• WHAT IS REQUIRED
Retype the records below exactly as they stand, but with no images.

□ □ □

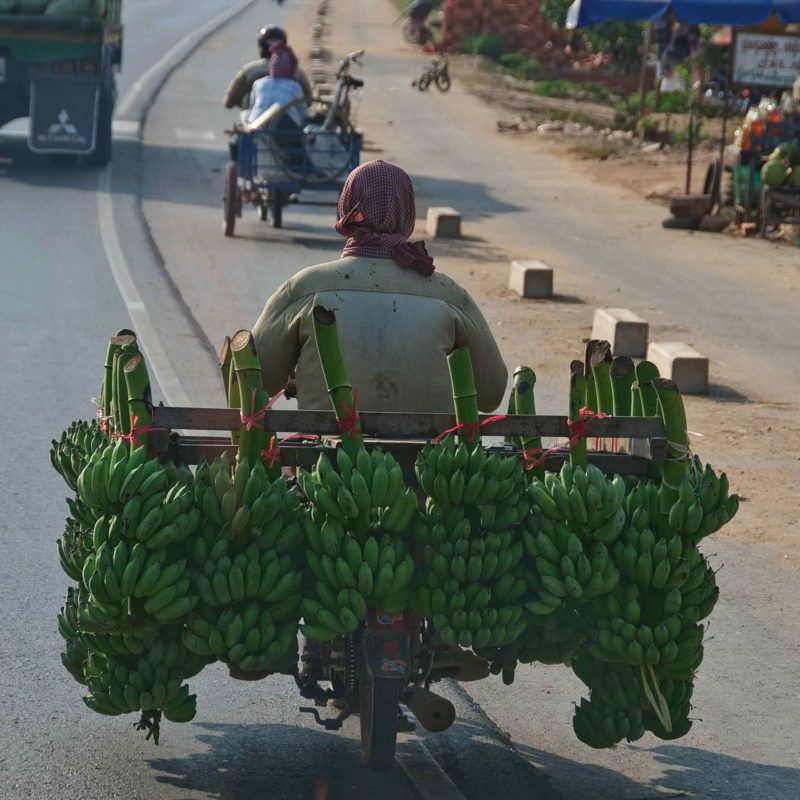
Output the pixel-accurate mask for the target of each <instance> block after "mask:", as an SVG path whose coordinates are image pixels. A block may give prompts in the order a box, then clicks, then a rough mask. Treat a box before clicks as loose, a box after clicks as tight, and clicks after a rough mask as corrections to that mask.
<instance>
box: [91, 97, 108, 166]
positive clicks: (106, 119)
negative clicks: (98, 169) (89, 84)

□ □ □

• ANSWER TO THIS TASK
Output the pixel-accurate mask for the target of each <instance> block after "mask:", as an SVG path whose coordinates are image pixels. A block may give prompts in the order a box, then clicks, then a rough mask. Treat a box before clicks as loose, a box after clicks as tight, and clicks after a rough mask as corrections to that mask.
<instance>
box: [91, 97, 108, 166]
positive clicks: (106, 119)
negative clicks: (98, 169) (89, 84)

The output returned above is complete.